SHORT EXERCISE: Rewrite the lines of the data as a JSON list of strings, starting at the line containing "of the dorsal" and ending at the line containing "of the white", both included. Make each line its own string and leave out any blank lines.

Records from a collection:

(begin)

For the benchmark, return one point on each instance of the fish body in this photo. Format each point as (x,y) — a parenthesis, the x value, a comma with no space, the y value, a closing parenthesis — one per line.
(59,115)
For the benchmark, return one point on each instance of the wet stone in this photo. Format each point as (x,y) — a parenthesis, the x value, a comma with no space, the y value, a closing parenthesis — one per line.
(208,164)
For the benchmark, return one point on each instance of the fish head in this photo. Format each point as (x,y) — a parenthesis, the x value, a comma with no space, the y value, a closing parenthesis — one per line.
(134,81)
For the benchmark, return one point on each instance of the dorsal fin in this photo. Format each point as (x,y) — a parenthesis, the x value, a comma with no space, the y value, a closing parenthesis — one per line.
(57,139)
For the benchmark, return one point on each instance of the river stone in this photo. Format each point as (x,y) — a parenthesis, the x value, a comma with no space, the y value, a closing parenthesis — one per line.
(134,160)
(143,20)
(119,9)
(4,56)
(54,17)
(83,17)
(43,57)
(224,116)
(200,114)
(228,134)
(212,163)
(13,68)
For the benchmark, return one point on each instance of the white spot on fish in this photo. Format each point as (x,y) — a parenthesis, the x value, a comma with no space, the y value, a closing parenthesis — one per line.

(end)
(begin)

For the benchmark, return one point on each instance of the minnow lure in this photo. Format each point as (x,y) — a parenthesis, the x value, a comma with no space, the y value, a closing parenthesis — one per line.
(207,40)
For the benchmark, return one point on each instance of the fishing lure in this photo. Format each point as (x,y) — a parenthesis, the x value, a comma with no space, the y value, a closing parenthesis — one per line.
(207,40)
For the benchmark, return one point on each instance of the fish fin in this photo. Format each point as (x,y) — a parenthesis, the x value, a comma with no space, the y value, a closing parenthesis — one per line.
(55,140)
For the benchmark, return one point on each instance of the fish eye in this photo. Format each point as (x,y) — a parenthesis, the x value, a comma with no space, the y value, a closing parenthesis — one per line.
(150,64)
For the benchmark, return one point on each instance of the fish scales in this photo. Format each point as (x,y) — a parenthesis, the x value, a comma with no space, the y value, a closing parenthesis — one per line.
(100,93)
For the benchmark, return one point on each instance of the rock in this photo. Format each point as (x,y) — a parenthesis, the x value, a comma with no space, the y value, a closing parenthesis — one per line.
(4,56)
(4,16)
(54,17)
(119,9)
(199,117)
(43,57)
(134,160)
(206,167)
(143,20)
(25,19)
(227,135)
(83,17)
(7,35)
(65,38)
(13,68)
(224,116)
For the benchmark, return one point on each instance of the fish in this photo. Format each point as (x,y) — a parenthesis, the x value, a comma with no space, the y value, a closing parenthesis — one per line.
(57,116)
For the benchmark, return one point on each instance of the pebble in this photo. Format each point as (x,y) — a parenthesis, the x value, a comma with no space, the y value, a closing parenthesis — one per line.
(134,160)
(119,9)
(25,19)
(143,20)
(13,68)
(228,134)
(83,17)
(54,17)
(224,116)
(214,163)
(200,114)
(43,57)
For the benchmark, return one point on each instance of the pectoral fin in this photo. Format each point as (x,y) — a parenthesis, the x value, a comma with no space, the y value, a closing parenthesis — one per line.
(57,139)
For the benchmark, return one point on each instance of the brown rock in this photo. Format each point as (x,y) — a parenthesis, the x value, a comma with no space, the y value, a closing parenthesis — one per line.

(end)

FULL RESPONSE:
[
  "For the benchmark, return one point on each instance of the dorsal fin in this photo. Format each point as (x,y) — a parenthesis, the x value, a comma with no space, the y value, a closing parenthesis — one per line.",
  "(57,139)",
  "For the benchmark, return one point on each instance of the river stone in this photo. Format each point as (x,y) — a parenthesis, the x value, a comma with no space, the y value, a closing parenthesis — one per line.",
  "(134,160)",
  "(143,20)",
  "(119,9)",
  "(4,56)",
  "(54,17)",
  "(83,17)",
  "(43,57)",
  "(224,116)",
  "(200,114)",
  "(228,134)",
  "(212,163)",
  "(13,68)",
  "For the benchmark, return one point on each instance of the white spot on fish in this photo. Format each point as (x,y) — a parenthesis, the x value, a comma with no space, the y value, a closing parenthesis — one per line."
]